December event will explore growing security risks to broadcast operations


I’ve been seeking to build more and stronger relationships for Radio World with industry-leading broadcast organizations of all types. My goal is to assure that you have access to the broadest, deepest range of views, content and news about technology, infrastructure, regulation, history and the other subjects we love at RW.

One such is the North American Broadcasters Association; and my outreach coincided with an expanded focus at NABA recently on issues of interest to radio. So the relationship has been twice welcome.

— Paul McLane

The author is director general of NABA.

It has been a busy time for the North American Broadcasters Association, with two major projects dominating a full agenda of other issues and initiatives.

The first of these projects emanates from our Radio Committee’s Working Group on FM Chips in Smartphones. Chaired by David Layer from the National Association of Broadcasters, this Working Group has been developing strategies to encourage all North American mobile carriers to enable the already-embedded FM chip in smartphones. The working group is also encouraging handset manufacturers who have not yet embedded FM chips in their devices to do so as soon as possible.

## RECORDS SHOWN:
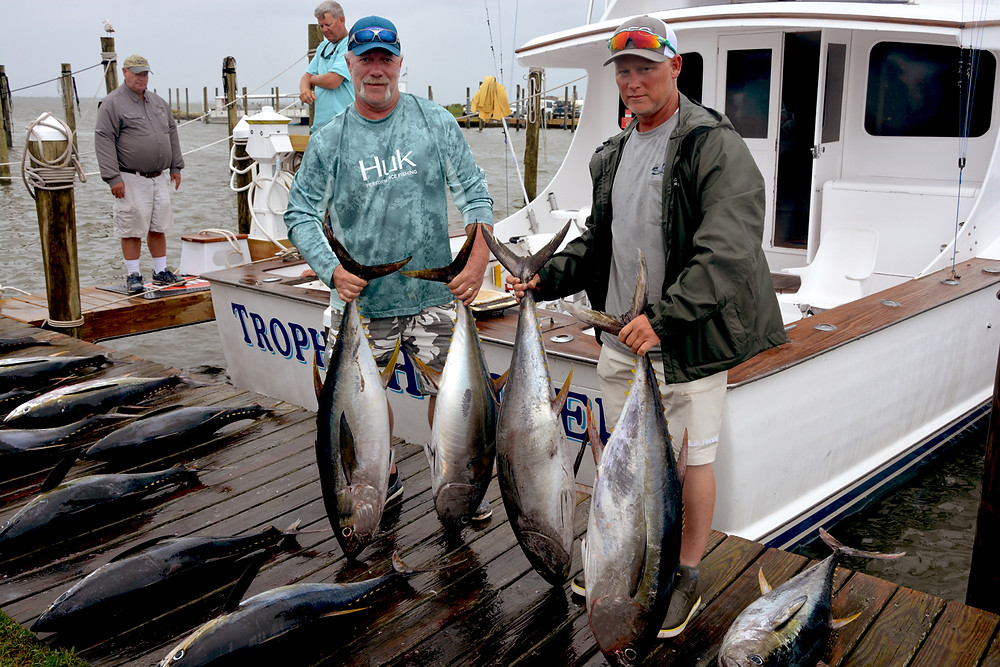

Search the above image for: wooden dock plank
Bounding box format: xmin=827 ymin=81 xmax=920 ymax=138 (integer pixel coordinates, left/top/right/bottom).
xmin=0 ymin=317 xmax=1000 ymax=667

* * *

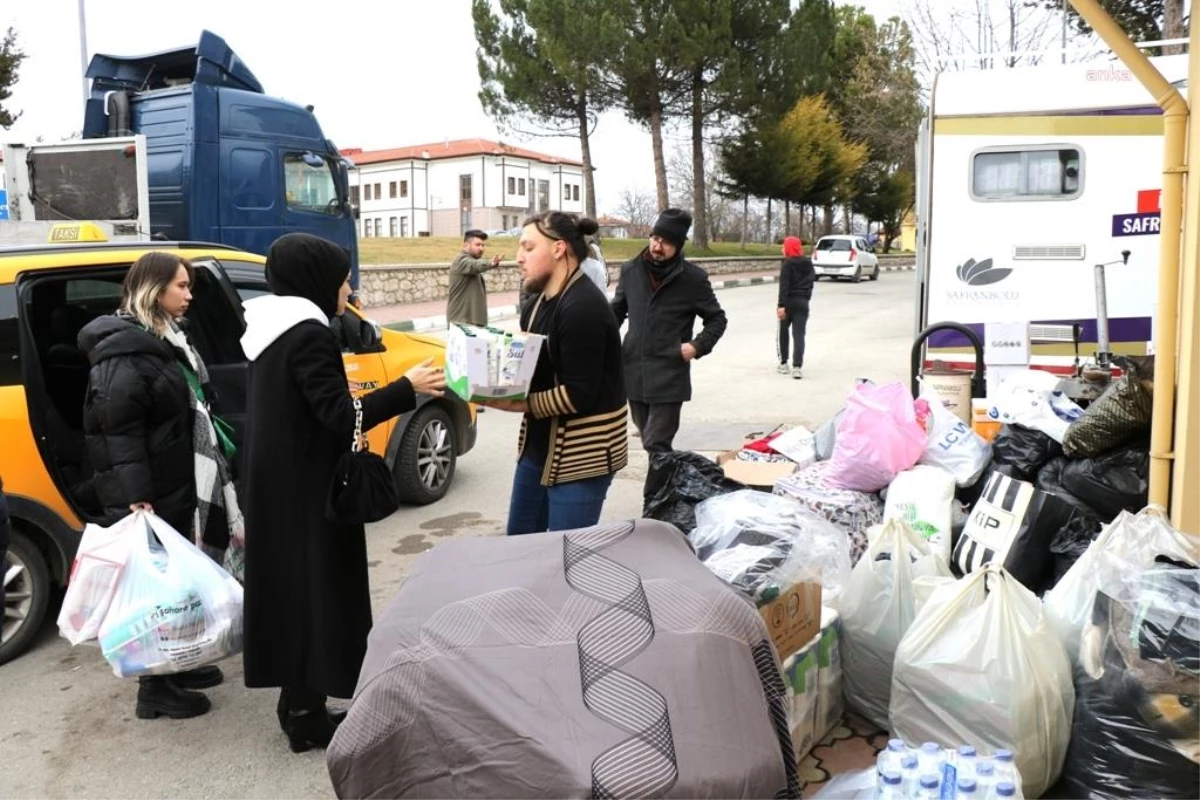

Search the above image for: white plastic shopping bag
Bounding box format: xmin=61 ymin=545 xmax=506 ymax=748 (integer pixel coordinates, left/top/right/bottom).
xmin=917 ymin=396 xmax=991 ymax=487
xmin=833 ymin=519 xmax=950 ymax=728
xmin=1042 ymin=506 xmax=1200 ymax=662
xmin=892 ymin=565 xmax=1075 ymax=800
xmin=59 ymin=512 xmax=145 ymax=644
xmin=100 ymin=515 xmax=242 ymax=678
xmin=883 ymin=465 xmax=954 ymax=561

## TO-DO LIST:
a. In the NABA update, who chairs the Working Group on FM Chips in Smartphones?
b. Turn the records into a JSON list of strings, one string per line with blank lines omitted. Begin at the line that has "Search the above image for: white" and stop after the line that has "xmin=883 ymin=465 xmax=954 ymax=561".

## EXPECTED ANSWERS:
a. David Layer from the National Association of Broadcasters chairs it.

b.
[
  "Search the above image for: white plastic shopping bag",
  "Bounding box format: xmin=61 ymin=545 xmax=506 ymax=748 (integer pixel coordinates, left/top/right/bottom).",
  "xmin=917 ymin=396 xmax=991 ymax=487",
  "xmin=833 ymin=519 xmax=950 ymax=728",
  "xmin=1042 ymin=506 xmax=1200 ymax=662",
  "xmin=892 ymin=565 xmax=1075 ymax=800",
  "xmin=59 ymin=512 xmax=145 ymax=644",
  "xmin=100 ymin=515 xmax=242 ymax=678",
  "xmin=883 ymin=465 xmax=954 ymax=561"
]